»»
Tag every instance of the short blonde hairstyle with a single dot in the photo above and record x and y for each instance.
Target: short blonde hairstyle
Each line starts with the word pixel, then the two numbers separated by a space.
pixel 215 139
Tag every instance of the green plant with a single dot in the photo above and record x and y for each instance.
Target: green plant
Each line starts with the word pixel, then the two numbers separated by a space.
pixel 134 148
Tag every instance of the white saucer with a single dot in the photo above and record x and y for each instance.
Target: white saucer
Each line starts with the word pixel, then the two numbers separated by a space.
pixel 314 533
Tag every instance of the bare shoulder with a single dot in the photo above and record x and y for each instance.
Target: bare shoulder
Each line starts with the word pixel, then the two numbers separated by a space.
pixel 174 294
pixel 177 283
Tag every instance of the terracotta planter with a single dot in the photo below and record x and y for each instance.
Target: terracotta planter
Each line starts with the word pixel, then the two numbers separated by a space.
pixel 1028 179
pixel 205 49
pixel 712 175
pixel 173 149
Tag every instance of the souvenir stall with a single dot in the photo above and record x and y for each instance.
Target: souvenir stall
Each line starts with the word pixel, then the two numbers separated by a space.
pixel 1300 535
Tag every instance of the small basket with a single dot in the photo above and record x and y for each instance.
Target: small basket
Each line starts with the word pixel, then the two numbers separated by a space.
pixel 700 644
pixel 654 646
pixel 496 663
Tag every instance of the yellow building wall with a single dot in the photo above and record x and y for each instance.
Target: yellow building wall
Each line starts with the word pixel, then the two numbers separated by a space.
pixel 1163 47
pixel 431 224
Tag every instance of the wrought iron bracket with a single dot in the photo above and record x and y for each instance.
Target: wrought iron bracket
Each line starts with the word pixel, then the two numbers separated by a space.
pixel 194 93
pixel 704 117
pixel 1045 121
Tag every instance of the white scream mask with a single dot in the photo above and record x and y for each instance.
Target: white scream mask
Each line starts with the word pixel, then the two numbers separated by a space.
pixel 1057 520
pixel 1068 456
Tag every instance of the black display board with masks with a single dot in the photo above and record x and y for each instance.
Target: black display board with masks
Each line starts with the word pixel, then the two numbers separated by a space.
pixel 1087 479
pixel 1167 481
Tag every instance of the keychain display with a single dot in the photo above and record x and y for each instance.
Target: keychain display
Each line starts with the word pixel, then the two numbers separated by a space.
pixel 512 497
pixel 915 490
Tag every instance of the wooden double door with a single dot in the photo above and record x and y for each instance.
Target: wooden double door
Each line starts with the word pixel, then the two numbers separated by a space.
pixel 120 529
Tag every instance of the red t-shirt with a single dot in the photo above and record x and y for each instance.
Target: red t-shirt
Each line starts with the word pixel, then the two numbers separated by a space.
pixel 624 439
««
WHAT THE TASK REQUIRES:
Copy all of the data above verbatim, keeping every line in its original order.

FINAL ANSWER:
Tag every instance of the short blonde hairstyle with a single dot in the photo above and record x and y for each instance.
Target: short blonde hairstyle
Each line starts with the word pixel, then the two numbers separated by a space.
pixel 215 139
Tag every instance of the green plant with a single dot in the photo above and record x and y for each instance.
Target: green plant
Each line starts with the word pixel, then the two numbers separated by a space.
pixel 134 148
Tag every instance of the white saucer with a single dot in the photo above and record x and y for each instance.
Target: white saucer
Each line starts with the word pixel, then the two numbers separated by a space.
pixel 314 533
Tag every instance of the bare shoulder with a single dot in the photo above and record x and y for each instance.
Target: bare shoulder
Each line starts with the word pixel, then the two numbers separated by a space.
pixel 174 294
pixel 177 283
Tag every instance of the terracotta planter with a single dot in the photo below and record x and y for each instance.
Target: terracotta planter
Each line starts with the word pixel, then the two numbers separated by a space.
pixel 1028 179
pixel 205 49
pixel 712 175
pixel 173 149
Tag every instance of the souvenir stall with a single dot in the photo above and record x and y for each instance.
Target: souvenir stall
Each line starts with the word pixel, then the two numbers separated by a space.
pixel 1300 535
Tag every instance of the small basket with a single dot in the photo above and record x and y for each instance.
Target: small basket
Each line starts with the word pixel, then the two numbers separated by a space.
pixel 700 644
pixel 654 646
pixel 496 663
Tag every instance of the yellow building wall with a single dot in the photo above and record x and y for each instance.
Target: yellow building wall
Each line starts with the word pixel, then the two numbers separated by a space.
pixel 1163 47
pixel 431 224
Tag every instance of the wrought iron bracket with a single dot in the photo above and record x and y for each instance.
Target: wrought iron bracket
Each line starts with the word pixel, then the two numbers separated by a space.
pixel 194 93
pixel 704 117
pixel 1045 121
Tag every instance of the white scream mask with a single dot in the photo above and record x and y for each instance.
Target: white scream mask
Each line starts with the word pixel, then the two numbers separated by a space.
pixel 1057 520
pixel 1068 456
Tag every instance of the black display board with masks with a single dot in the photo above and record x and y for each instance.
Target: black display board with masks
Each line starts with the word pixel, then the two numbers separated by a space.
pixel 1087 479
pixel 1167 481
Tag every instance of the keychain display with a single dot in the photo above and record x and y for each instance.
Target: keychain display
Each line starts with the word pixel, then the two numbers separated by a space.
pixel 512 497
pixel 915 490
Tag every instance of the wooden double door with a single dot in the photo above and record x and y for each instance.
Target: wooden double door
Each line starts with the word pixel, then the two numbers separated by a space.
pixel 120 529
Tag every instance of the red t-shirt with a single dot in the photo above and record x and y for each instance.
Target: red t-shirt
Each line starts with the word pixel, then the two numbers separated by a space.
pixel 624 439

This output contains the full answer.